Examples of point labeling
— BEGIN —

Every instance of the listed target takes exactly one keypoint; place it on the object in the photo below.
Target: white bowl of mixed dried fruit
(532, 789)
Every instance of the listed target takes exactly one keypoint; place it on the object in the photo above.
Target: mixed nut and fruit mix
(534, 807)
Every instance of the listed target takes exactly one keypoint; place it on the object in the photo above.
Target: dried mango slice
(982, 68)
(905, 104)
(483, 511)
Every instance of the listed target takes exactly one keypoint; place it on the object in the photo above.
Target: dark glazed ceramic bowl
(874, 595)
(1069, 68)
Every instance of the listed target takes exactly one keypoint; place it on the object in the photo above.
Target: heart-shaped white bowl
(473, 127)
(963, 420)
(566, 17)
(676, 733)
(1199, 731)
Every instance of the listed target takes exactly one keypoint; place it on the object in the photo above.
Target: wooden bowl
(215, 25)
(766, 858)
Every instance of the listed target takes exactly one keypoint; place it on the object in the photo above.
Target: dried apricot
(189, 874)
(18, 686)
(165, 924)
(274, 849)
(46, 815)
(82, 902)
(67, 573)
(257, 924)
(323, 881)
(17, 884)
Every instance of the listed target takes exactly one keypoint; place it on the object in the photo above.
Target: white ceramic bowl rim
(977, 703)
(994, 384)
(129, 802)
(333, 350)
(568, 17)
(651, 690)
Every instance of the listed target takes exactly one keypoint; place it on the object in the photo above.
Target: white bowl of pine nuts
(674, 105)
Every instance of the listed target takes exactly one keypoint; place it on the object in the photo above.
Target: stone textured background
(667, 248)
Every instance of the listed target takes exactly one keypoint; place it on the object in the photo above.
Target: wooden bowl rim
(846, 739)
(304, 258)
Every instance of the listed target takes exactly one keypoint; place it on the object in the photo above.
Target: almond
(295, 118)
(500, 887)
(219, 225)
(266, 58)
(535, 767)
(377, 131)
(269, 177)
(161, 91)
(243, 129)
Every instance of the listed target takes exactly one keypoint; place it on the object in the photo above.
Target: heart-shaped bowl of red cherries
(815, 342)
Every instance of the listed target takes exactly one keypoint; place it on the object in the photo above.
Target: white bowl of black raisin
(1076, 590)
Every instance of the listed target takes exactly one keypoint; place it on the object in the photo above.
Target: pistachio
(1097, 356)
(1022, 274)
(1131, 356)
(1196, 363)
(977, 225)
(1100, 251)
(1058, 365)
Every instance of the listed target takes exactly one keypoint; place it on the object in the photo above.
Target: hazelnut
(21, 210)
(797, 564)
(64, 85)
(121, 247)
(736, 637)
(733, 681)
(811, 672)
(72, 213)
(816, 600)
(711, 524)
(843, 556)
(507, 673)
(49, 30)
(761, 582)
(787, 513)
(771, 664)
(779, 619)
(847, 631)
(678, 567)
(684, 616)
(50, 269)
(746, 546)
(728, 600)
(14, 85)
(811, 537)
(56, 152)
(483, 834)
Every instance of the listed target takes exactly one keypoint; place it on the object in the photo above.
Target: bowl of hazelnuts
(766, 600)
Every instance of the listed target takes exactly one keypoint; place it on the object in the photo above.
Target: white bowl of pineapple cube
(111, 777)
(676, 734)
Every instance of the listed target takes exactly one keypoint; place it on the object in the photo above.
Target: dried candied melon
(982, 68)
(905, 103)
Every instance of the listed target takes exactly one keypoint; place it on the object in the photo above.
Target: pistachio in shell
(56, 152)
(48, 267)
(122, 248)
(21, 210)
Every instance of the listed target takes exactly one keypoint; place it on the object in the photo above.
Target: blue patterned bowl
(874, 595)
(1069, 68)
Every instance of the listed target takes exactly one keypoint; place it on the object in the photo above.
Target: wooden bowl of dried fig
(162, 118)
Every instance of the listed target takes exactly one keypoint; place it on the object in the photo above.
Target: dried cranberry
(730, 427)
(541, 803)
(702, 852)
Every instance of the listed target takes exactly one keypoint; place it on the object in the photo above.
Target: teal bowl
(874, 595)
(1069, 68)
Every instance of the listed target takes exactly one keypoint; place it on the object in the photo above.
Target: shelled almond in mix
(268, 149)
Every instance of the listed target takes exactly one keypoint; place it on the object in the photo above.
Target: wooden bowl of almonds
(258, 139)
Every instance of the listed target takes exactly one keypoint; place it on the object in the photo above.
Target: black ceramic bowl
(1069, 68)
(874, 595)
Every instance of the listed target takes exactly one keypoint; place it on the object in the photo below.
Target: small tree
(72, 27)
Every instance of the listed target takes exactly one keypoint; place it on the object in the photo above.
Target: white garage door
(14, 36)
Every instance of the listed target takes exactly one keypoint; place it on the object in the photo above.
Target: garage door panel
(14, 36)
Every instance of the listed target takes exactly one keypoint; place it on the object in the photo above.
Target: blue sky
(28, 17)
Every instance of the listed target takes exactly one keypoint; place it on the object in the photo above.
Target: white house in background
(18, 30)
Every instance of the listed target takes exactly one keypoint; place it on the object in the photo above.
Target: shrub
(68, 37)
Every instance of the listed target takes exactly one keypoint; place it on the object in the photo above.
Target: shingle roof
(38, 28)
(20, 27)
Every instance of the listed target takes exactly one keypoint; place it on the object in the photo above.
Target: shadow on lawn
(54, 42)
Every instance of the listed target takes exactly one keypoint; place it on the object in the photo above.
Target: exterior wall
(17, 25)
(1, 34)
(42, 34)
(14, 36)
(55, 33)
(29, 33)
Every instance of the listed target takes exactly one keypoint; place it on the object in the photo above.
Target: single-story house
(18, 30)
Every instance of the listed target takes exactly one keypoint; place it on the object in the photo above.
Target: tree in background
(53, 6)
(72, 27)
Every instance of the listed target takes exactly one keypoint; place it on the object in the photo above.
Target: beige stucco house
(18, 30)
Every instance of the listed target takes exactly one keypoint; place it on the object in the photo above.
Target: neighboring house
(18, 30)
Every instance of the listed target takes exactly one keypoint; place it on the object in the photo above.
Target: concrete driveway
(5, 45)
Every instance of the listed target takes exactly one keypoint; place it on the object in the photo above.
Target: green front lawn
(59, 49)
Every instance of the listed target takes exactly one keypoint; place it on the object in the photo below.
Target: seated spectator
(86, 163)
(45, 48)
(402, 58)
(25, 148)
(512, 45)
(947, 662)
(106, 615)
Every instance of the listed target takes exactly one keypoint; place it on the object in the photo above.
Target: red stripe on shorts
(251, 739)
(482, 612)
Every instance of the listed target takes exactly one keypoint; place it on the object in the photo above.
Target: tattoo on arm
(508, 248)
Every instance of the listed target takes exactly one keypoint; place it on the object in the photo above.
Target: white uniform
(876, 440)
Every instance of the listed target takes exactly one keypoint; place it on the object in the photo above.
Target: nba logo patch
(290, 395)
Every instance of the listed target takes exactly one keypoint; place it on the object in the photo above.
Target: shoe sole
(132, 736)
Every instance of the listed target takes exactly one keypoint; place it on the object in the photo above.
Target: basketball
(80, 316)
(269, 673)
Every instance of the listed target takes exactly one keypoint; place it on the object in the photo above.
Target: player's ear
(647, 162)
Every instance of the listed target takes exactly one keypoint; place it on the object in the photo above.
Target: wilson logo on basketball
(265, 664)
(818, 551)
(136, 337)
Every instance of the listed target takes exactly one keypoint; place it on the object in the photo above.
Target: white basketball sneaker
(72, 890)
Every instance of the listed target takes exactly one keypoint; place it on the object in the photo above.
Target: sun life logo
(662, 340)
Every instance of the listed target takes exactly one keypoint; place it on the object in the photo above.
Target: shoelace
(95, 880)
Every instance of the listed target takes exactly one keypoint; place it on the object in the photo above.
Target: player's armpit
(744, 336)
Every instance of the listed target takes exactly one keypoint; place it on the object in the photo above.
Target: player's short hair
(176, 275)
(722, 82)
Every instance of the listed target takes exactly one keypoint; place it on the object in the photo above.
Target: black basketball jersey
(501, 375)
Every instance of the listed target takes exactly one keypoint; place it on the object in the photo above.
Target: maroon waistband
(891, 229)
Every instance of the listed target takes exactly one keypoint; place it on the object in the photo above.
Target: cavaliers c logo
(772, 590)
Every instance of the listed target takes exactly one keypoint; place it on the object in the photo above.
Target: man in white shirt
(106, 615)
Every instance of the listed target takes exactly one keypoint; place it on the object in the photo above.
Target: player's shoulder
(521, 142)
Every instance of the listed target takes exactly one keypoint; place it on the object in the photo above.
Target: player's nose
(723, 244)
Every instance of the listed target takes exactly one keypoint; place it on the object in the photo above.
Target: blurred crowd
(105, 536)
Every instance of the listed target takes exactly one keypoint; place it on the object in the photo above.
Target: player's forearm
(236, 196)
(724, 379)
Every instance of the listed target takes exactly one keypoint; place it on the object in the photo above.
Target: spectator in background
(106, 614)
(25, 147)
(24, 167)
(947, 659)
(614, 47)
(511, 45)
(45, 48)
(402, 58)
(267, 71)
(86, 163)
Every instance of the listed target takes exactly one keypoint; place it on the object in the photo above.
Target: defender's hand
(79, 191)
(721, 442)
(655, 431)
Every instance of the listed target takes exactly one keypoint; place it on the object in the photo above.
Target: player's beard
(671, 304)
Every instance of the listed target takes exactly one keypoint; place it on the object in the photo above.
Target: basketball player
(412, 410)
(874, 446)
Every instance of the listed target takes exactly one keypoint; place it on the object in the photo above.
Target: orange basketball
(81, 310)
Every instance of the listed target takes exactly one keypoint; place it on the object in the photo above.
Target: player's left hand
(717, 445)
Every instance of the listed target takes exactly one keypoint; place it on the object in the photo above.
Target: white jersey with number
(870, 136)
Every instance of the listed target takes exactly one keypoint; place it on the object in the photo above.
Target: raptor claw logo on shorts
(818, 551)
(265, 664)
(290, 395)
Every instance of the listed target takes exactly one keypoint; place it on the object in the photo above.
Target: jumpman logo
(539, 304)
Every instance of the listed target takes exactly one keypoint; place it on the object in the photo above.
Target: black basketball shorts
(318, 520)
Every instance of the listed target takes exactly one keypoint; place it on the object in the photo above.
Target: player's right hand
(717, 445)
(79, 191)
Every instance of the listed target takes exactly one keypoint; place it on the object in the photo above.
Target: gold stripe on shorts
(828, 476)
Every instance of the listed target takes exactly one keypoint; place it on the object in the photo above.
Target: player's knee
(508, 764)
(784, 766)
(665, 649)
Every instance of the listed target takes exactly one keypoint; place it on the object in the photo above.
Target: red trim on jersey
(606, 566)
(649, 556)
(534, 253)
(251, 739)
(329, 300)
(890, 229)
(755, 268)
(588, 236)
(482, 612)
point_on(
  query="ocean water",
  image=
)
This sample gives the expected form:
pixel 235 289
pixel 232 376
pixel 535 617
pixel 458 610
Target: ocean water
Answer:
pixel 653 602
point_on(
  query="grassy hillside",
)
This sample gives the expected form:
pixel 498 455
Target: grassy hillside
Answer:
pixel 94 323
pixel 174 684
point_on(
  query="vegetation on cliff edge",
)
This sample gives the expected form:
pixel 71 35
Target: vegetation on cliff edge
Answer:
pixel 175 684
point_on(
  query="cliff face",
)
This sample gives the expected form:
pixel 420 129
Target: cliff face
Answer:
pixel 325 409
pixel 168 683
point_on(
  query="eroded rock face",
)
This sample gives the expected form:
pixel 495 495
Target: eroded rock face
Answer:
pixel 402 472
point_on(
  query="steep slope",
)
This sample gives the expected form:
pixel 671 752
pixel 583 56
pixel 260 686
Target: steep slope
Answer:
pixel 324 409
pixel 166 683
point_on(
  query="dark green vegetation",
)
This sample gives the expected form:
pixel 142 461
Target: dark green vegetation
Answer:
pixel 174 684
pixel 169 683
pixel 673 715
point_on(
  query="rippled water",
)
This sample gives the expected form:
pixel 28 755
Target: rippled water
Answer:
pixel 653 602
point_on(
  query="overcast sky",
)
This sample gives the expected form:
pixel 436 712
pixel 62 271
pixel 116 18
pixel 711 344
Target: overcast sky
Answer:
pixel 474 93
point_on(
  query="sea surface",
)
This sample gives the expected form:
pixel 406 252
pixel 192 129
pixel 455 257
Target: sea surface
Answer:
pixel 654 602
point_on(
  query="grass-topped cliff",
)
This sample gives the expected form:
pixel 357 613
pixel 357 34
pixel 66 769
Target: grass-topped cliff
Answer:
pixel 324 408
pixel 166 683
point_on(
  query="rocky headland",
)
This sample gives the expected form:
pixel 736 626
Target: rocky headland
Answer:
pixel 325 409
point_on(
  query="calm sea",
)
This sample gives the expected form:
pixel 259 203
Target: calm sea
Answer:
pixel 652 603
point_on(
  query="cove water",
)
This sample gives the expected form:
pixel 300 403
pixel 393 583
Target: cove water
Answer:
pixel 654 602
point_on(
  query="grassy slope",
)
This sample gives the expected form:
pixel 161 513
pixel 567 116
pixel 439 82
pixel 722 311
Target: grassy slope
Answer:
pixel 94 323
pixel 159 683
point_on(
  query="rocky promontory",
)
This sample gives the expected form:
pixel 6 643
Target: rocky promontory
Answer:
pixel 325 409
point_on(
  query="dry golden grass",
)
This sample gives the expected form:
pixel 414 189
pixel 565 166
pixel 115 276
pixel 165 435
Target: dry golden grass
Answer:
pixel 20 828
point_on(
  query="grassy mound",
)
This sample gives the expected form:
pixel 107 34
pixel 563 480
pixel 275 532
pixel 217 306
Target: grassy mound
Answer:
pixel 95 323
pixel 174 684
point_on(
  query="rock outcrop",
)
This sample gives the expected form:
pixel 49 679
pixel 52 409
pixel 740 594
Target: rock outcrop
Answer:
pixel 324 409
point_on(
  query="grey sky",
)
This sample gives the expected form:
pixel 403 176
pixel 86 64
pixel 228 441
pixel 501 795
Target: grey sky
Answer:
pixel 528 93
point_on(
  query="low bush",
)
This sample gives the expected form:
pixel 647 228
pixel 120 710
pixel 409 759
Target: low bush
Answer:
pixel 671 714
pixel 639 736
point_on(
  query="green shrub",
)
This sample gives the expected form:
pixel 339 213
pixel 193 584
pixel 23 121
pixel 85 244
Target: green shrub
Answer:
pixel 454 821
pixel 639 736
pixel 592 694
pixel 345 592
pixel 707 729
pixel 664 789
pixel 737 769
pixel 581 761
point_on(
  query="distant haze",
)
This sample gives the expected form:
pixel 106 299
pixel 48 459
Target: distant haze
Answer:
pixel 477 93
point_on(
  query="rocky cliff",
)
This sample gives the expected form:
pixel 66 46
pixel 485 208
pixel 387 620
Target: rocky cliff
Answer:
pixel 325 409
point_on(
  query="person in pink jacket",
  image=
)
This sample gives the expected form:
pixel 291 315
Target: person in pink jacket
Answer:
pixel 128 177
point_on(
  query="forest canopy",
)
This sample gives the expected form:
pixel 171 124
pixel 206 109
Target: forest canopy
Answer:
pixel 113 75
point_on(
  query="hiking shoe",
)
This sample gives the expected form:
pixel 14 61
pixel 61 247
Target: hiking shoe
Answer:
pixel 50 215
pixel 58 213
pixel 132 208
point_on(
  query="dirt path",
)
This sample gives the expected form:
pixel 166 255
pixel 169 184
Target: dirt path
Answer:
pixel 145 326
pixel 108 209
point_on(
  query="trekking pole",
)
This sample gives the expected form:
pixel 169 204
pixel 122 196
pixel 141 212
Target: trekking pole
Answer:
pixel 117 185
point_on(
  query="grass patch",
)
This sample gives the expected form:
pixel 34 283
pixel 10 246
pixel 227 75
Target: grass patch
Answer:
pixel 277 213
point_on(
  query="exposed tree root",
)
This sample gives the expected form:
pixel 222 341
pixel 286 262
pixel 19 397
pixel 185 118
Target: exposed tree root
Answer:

— END —

#### REQUIREMENTS:
Gather every line of the material above that contains the word "blue", and copy each one out in full.

#### RESULT OF THIS TASK:
Target: blue patterned bowl
Target: blue sky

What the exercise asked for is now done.